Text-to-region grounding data

----------------

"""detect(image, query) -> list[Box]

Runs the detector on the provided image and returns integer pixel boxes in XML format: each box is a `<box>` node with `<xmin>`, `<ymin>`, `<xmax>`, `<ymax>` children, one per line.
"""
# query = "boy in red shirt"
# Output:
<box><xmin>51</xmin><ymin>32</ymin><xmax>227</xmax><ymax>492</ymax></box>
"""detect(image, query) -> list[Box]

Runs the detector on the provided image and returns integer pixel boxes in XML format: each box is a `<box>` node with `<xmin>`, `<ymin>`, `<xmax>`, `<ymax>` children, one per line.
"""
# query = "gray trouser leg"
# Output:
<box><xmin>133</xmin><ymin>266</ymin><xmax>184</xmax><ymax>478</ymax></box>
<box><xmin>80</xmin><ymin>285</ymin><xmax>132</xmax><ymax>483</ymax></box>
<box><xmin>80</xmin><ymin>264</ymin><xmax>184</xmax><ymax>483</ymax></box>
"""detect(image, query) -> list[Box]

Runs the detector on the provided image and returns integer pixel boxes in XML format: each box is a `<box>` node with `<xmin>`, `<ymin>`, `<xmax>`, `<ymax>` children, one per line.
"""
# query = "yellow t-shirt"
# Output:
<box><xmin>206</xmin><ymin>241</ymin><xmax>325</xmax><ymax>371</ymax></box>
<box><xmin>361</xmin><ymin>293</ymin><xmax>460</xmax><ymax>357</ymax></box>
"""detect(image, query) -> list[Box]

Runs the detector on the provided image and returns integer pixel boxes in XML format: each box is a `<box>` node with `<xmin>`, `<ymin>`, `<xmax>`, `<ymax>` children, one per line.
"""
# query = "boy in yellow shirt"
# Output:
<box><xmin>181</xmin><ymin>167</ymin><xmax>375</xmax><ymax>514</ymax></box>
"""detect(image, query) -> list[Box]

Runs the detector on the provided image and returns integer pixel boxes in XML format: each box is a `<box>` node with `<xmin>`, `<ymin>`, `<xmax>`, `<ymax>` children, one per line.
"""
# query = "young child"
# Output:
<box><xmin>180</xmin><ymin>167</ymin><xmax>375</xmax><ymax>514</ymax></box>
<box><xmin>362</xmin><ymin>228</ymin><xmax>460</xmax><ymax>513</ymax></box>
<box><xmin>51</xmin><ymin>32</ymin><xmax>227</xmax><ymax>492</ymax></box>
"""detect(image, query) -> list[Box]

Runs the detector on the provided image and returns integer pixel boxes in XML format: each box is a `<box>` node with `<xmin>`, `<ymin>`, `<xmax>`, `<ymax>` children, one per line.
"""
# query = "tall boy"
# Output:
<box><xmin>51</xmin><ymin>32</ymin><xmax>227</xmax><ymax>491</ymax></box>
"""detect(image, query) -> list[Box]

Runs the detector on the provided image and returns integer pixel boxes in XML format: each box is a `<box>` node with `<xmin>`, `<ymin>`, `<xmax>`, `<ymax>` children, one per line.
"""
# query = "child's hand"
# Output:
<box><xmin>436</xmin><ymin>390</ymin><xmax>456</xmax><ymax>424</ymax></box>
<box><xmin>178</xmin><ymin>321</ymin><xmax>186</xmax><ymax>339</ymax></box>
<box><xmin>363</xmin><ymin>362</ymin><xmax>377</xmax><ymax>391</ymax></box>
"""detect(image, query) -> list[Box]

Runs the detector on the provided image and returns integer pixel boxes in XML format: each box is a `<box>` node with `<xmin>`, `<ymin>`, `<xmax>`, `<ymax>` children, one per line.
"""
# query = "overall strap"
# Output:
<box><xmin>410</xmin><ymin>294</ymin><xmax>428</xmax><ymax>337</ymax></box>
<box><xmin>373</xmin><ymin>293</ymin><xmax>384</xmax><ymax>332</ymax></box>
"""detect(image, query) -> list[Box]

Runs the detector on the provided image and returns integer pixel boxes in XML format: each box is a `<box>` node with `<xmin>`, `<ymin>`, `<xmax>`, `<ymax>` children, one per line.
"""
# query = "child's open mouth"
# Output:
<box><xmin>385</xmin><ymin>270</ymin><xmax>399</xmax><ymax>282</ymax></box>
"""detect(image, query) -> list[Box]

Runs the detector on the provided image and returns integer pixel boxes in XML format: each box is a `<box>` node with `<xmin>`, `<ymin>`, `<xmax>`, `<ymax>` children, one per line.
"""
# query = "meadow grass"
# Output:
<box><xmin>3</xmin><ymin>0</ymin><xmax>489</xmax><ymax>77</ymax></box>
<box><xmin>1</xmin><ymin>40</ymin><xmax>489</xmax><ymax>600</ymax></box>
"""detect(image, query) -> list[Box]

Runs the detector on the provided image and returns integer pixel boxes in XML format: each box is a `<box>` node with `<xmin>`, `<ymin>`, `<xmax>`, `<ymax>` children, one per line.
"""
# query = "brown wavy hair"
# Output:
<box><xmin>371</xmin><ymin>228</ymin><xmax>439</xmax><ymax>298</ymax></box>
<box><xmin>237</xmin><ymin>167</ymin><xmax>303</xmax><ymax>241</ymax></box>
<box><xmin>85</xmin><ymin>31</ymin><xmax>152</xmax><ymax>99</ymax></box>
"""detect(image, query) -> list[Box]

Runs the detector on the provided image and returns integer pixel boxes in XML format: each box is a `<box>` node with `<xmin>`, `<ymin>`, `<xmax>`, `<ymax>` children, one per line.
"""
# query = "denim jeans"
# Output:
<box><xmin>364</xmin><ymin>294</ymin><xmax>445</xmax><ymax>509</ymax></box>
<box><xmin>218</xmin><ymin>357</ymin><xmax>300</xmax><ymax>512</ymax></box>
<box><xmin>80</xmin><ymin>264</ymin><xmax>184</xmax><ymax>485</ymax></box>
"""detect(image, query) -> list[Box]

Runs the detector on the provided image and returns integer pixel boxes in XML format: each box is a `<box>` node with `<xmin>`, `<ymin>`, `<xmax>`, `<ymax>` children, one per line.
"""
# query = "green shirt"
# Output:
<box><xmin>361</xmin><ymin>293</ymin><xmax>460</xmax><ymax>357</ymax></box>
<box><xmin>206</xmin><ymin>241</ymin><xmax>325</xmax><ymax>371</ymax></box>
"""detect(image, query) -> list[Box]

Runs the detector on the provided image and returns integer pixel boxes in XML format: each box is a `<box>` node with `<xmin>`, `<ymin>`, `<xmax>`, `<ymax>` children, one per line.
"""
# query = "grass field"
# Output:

----------------

Each line that includes the word "shirt" counts once; report how many such lines the entries have, and nothing else.

4